PASSAGE SHOWN:
[Start of Attachment]
JAMIE LEE CURTIS IS DONE COMPROMISING
Of late, Jamie Lee Curtis has radically shaken up her career.
And with a powerful performance in The Last Showgirl, she tells us why she’s done with compromising
Jamie Lee Curtis does not like a mood board. This is what Empire discovered on our photoshoot: that trying to bend Jamie Lee Curtis into a predetermined plan is the quickest way to make her grumpy. “I was so grumpy!” she says a couple of days later over Zoom, laughing. She’d seen our suggested looks and she hated the poses, hated the clothes. She wanted to wear a Loewe blouse she saw Dan Levy wear on a red carpet, with a collar swept up like it was caught in the wind – the chicest thing she had ever seen – but most of all, she just wanted to be herself. Obviously, Empire went along with it – we’re not monsters. “As soon as we started shooting, I was the happiest person because I was free,” she says. “I was on fire! I was shaking because I felt that I had existed, and that I wasn’t trying to pretend to be anybody.”
This is a new era for Curtis. Having broken out in 1978 with John Carpenter’s Halloween, her career has spanned genres: she went from scream queen to comedy – earning BAFTA nominations for Trading Places and A Fish Called Wanda, winning the former – before dangling below a helicopter in James Cameron’s explosive True Lies. But now she is finally getting to do what she always wanted to do – playing characters that are varied, complex, and real. In The Last Showgirl she plays Annette, a veteran Las Vegas cocktail waitress and best friend to Pamela Anderson’s Shelly, battling a gambling addiction and diminishing hours. In The Bear she stressed everyone out as Donna Berzatto, Carmy’s emotionally volatile mother, overwhelmed in the kitchen. And then there was IRS inspector Deirdre Beaubeirdre, in Everything Everywhere All At Once, which won her an Academy Award.
[End of Attachment]
GIVEN ENTRIES:
[Start of Attachment]
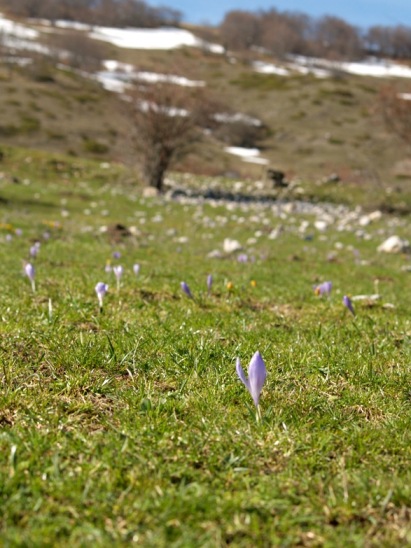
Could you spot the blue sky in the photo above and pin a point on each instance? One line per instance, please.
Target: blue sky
(362, 13)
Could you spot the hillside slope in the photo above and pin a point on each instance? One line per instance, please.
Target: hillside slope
(316, 127)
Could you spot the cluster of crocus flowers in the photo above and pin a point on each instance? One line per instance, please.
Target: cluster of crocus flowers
(323, 289)
(30, 273)
(101, 289)
(257, 374)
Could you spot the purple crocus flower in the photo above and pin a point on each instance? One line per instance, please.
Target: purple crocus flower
(34, 249)
(118, 272)
(30, 273)
(186, 289)
(323, 289)
(347, 302)
(209, 282)
(101, 290)
(256, 376)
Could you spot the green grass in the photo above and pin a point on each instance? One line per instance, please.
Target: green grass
(130, 426)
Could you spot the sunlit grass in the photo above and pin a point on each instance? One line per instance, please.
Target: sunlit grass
(130, 425)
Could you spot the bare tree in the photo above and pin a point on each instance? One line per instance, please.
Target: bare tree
(337, 39)
(164, 120)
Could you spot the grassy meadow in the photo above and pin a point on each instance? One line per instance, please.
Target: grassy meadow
(130, 425)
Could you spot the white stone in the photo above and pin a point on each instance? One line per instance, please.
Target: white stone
(394, 244)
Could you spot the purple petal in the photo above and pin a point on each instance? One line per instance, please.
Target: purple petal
(347, 302)
(186, 289)
(241, 374)
(101, 289)
(209, 282)
(29, 269)
(257, 374)
(118, 271)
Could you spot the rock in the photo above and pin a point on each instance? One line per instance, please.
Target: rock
(230, 246)
(150, 192)
(394, 244)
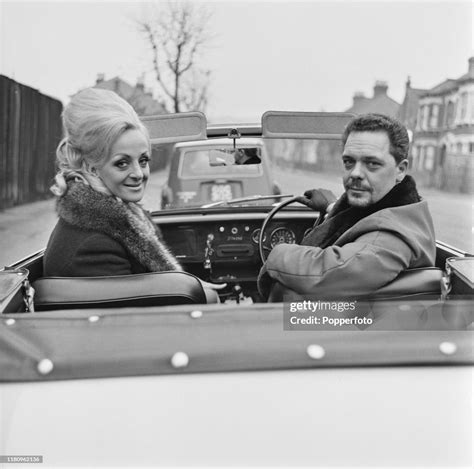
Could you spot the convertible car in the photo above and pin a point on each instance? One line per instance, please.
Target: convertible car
(207, 171)
(139, 371)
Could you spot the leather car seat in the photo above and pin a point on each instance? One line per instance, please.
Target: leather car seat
(411, 284)
(149, 289)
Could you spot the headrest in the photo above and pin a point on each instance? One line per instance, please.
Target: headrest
(150, 289)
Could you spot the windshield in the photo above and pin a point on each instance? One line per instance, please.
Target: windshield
(295, 165)
(212, 162)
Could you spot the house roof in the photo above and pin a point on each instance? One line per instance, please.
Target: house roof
(409, 108)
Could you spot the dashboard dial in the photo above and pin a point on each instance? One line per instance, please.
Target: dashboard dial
(256, 234)
(282, 235)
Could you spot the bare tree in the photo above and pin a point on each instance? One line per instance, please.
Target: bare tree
(177, 33)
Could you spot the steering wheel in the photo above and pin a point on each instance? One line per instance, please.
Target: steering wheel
(269, 217)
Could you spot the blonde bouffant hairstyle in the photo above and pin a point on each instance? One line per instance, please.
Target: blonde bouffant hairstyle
(92, 121)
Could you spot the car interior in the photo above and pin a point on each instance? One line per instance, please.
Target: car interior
(221, 243)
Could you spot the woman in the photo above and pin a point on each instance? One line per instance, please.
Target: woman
(103, 170)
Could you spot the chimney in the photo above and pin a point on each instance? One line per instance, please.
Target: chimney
(471, 65)
(358, 97)
(380, 88)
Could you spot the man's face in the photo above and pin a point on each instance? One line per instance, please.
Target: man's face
(370, 171)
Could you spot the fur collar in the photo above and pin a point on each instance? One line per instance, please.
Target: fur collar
(343, 216)
(127, 223)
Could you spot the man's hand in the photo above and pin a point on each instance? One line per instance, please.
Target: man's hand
(213, 286)
(264, 283)
(317, 199)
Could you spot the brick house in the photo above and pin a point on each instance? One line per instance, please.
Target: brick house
(380, 102)
(443, 134)
(327, 156)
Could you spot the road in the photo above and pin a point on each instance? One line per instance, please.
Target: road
(26, 228)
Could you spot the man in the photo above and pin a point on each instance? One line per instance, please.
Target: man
(378, 228)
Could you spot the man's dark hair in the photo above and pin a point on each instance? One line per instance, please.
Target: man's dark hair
(396, 131)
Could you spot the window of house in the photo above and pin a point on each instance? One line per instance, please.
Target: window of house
(424, 124)
(463, 106)
(434, 116)
(414, 157)
(451, 114)
(429, 158)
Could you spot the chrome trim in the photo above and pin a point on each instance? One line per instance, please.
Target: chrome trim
(231, 218)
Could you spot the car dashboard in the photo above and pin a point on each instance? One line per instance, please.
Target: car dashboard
(222, 246)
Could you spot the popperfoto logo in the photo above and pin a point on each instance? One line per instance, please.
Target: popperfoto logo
(324, 315)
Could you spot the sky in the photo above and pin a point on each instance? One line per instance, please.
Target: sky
(280, 55)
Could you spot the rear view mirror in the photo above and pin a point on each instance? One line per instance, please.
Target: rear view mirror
(323, 125)
(239, 156)
(171, 128)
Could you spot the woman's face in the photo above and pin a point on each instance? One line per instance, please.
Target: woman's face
(126, 171)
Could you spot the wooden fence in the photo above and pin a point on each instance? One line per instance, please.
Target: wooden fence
(30, 130)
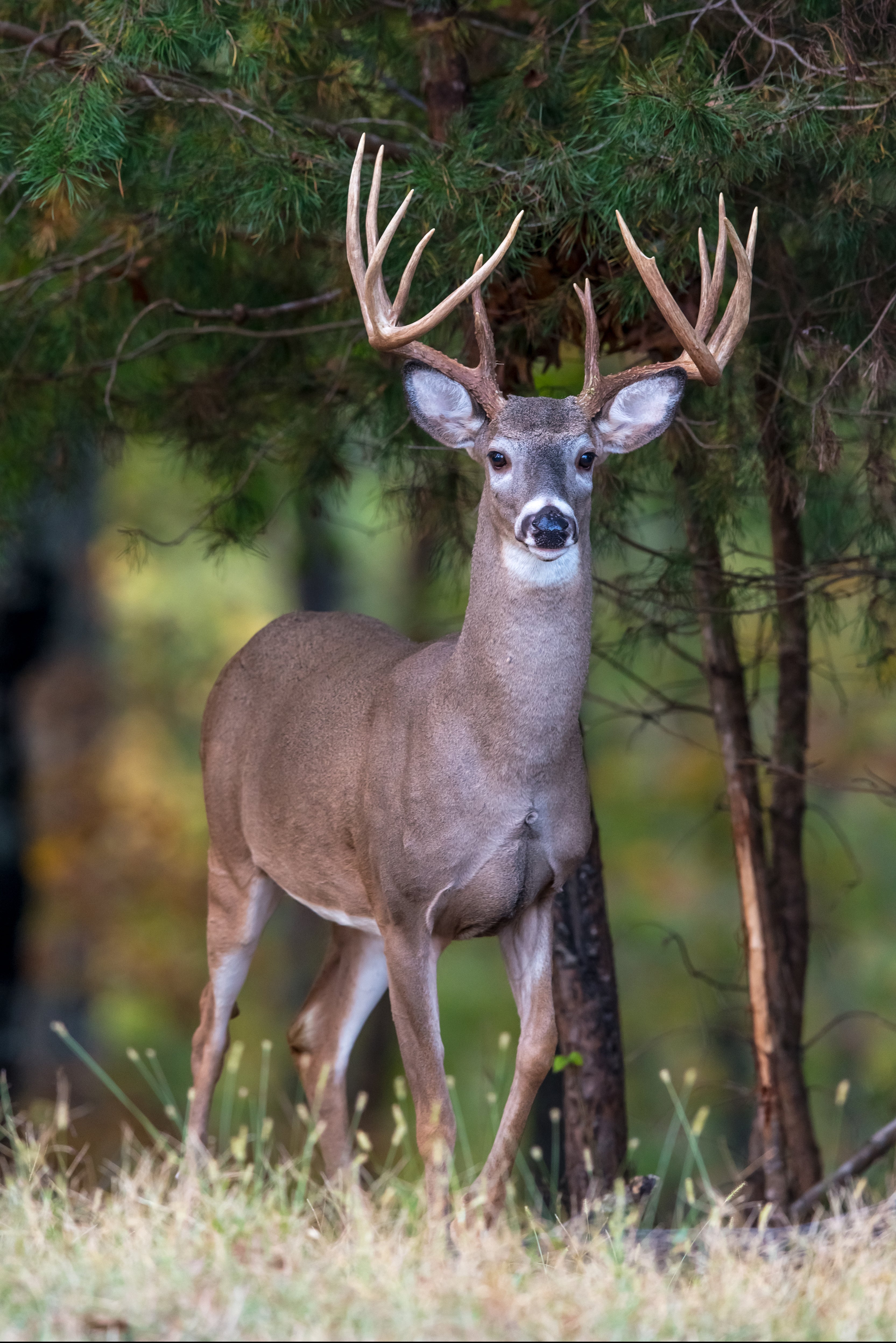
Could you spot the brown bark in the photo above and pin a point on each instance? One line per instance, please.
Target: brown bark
(731, 716)
(788, 878)
(588, 1013)
(445, 80)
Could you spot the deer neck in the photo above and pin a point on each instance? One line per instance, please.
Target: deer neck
(522, 660)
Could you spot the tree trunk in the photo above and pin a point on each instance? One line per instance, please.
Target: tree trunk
(729, 702)
(445, 80)
(588, 1013)
(788, 879)
(26, 593)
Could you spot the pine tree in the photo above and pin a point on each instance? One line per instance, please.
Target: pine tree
(175, 175)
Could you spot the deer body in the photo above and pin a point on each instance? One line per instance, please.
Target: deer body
(418, 794)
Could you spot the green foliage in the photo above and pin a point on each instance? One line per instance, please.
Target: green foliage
(205, 151)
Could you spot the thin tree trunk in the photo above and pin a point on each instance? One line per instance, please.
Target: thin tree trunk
(445, 80)
(788, 878)
(731, 716)
(588, 1013)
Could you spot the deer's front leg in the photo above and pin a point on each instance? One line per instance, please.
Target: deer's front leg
(412, 963)
(527, 946)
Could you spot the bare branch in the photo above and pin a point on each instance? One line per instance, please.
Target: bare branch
(136, 534)
(876, 1148)
(848, 1016)
(688, 963)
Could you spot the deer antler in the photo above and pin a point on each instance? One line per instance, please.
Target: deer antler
(382, 315)
(700, 359)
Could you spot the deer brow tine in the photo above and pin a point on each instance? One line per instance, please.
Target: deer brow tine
(408, 334)
(679, 324)
(405, 288)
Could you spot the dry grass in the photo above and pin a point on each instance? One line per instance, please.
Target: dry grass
(253, 1254)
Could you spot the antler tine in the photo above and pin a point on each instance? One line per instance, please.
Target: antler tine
(676, 320)
(737, 315)
(484, 338)
(371, 227)
(718, 275)
(354, 236)
(723, 342)
(383, 331)
(382, 316)
(405, 288)
(592, 387)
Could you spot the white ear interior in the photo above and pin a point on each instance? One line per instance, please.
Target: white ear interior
(641, 412)
(441, 406)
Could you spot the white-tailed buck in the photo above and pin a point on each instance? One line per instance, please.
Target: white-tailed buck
(414, 794)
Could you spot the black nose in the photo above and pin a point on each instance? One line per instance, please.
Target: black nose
(550, 528)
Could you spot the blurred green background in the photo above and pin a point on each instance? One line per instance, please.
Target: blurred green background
(116, 932)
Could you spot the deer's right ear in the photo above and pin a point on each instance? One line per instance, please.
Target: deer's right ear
(441, 406)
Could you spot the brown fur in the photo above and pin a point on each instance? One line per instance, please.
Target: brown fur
(437, 792)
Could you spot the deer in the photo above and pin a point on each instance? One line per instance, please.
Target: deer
(414, 794)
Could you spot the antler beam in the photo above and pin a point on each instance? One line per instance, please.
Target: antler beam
(700, 359)
(382, 315)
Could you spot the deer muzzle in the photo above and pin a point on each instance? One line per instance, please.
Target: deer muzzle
(547, 527)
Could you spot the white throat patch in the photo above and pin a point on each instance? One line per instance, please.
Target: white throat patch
(532, 571)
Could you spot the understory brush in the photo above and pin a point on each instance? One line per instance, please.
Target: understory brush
(256, 1246)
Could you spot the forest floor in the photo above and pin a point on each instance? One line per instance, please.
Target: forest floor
(260, 1254)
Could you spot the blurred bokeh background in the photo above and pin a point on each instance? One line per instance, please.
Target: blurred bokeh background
(128, 644)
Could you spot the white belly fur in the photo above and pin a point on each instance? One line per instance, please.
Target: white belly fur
(339, 916)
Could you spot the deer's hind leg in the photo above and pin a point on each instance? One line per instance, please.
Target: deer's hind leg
(237, 915)
(351, 982)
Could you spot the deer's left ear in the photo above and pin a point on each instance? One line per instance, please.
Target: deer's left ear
(641, 412)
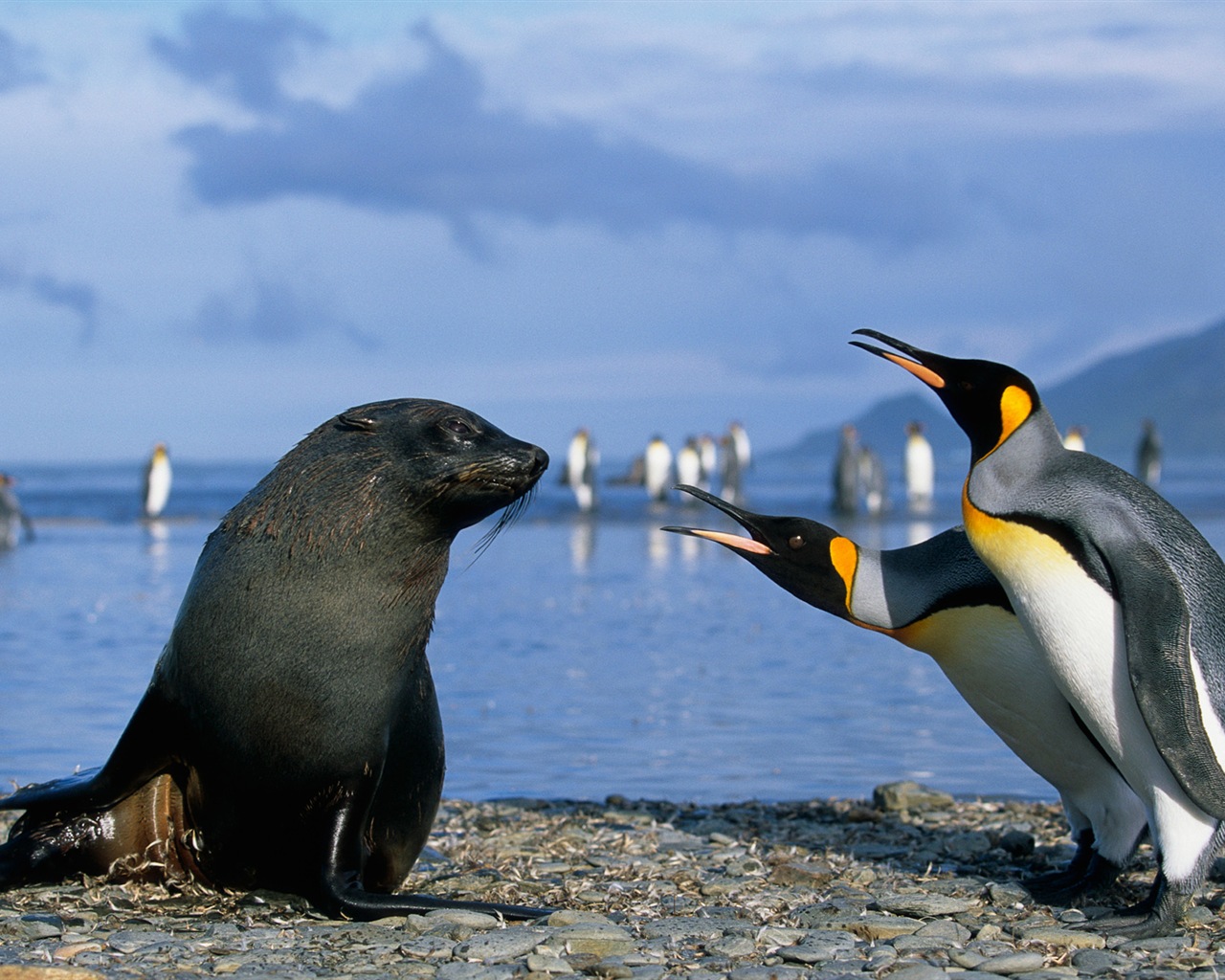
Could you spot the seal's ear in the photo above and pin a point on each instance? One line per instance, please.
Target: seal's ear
(355, 421)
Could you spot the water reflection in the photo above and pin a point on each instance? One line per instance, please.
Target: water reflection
(659, 547)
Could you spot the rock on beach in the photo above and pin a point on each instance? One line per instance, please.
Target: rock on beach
(913, 884)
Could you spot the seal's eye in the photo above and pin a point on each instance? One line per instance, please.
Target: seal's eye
(458, 427)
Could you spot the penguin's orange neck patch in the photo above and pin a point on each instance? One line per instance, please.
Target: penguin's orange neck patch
(844, 556)
(735, 541)
(1015, 406)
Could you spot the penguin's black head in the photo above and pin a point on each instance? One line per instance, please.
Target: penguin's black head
(808, 559)
(988, 399)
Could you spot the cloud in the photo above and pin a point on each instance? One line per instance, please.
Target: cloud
(243, 56)
(75, 297)
(427, 143)
(268, 311)
(18, 64)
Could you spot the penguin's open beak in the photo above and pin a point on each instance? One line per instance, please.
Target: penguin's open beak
(919, 367)
(752, 544)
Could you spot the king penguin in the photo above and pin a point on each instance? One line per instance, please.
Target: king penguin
(157, 481)
(937, 597)
(1123, 595)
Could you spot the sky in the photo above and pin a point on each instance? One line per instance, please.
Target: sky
(223, 223)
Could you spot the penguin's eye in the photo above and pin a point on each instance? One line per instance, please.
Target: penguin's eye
(458, 427)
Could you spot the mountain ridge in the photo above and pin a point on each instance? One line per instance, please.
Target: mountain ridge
(1176, 383)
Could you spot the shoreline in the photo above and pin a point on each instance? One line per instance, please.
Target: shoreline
(914, 882)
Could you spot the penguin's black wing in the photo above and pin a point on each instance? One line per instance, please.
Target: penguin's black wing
(1158, 626)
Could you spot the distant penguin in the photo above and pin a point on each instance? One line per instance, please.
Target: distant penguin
(157, 481)
(1148, 455)
(1123, 595)
(730, 473)
(1075, 438)
(744, 447)
(582, 460)
(689, 464)
(845, 482)
(708, 452)
(12, 519)
(939, 598)
(873, 480)
(919, 466)
(658, 469)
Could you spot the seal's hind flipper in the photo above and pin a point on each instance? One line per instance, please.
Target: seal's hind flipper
(143, 752)
(56, 794)
(342, 893)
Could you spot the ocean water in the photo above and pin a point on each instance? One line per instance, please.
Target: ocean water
(577, 657)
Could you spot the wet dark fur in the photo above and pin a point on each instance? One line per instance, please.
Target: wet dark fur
(292, 720)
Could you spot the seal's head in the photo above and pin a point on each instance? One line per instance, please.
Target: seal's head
(412, 466)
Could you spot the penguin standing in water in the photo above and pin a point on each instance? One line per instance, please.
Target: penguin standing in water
(157, 482)
(937, 597)
(657, 469)
(1123, 595)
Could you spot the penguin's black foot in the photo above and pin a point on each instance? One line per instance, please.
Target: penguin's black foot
(1156, 915)
(1062, 887)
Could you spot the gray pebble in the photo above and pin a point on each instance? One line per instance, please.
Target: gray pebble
(459, 970)
(598, 939)
(475, 920)
(1011, 963)
(1097, 961)
(918, 970)
(922, 905)
(129, 941)
(38, 926)
(734, 947)
(1156, 945)
(694, 928)
(768, 972)
(909, 795)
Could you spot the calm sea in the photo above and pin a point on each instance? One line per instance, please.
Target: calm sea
(576, 658)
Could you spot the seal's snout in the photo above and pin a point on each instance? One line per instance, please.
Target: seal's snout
(538, 460)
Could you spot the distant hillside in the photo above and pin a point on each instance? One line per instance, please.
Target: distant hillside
(1179, 383)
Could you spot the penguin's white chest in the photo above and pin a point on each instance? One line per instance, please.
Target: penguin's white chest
(1072, 620)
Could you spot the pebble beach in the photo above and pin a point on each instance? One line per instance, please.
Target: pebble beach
(910, 883)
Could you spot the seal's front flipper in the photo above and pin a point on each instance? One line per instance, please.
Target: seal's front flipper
(144, 751)
(344, 896)
(1088, 871)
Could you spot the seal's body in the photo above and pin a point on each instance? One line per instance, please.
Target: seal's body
(937, 597)
(291, 735)
(1120, 591)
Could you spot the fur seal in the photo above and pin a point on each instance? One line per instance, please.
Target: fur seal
(291, 735)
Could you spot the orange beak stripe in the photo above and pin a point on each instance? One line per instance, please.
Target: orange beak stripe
(734, 541)
(924, 374)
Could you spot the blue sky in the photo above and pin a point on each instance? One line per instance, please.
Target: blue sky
(222, 223)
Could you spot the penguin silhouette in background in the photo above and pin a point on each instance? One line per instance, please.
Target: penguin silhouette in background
(582, 459)
(919, 466)
(1075, 438)
(939, 598)
(845, 477)
(689, 463)
(657, 469)
(1148, 455)
(1123, 595)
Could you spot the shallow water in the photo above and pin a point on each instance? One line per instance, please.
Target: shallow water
(574, 658)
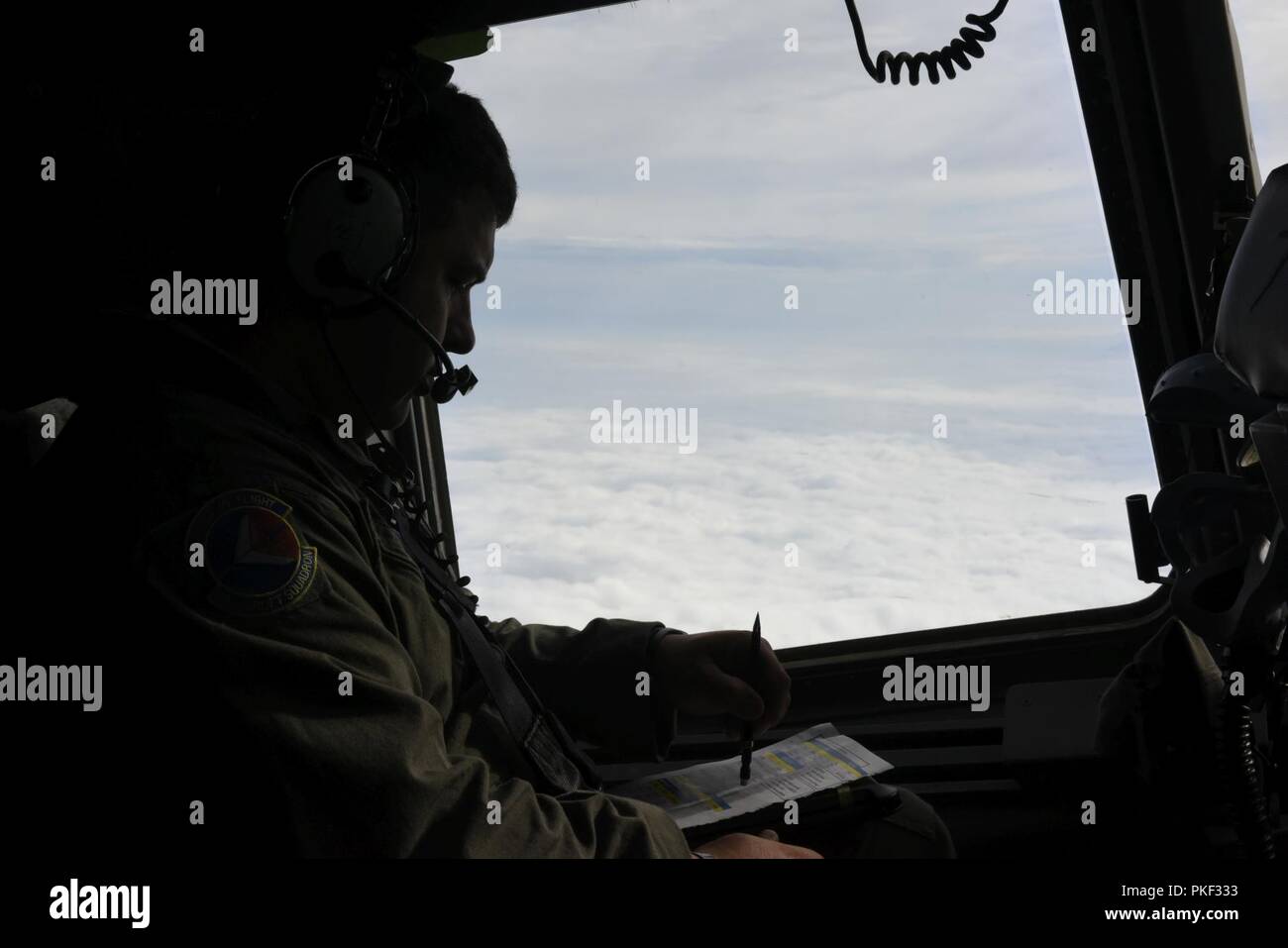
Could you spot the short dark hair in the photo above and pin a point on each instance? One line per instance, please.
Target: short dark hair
(206, 175)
[End of Attachment]
ABOUT THIS TASK: In the article about Jamie Lee Curtis, what is the name of the character she plays in The Last Showgirl, and what is that character's job?

TASK OUTPUT: She plays Annette, a veteran Las Vegas cocktail waitress.